-- Prompt --
Task for the records below: copy exactly, and only, the line containing "Need: x and" and every line after it to the end, with pictures left out.

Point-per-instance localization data
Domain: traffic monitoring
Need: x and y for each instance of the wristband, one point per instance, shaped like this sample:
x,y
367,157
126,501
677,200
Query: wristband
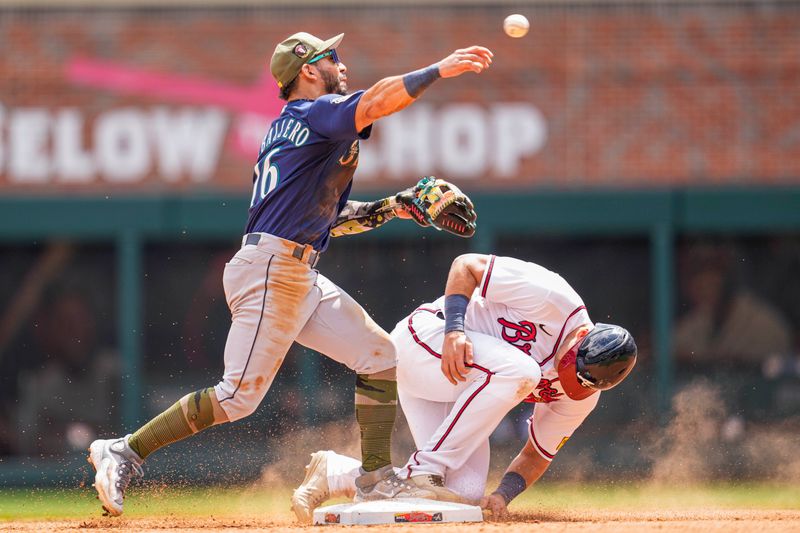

-- Result below --
Need: x and y for each instance of the wristband, one point per instance, shaped like this sample:
x,y
367,157
126,501
677,200
Query: wristband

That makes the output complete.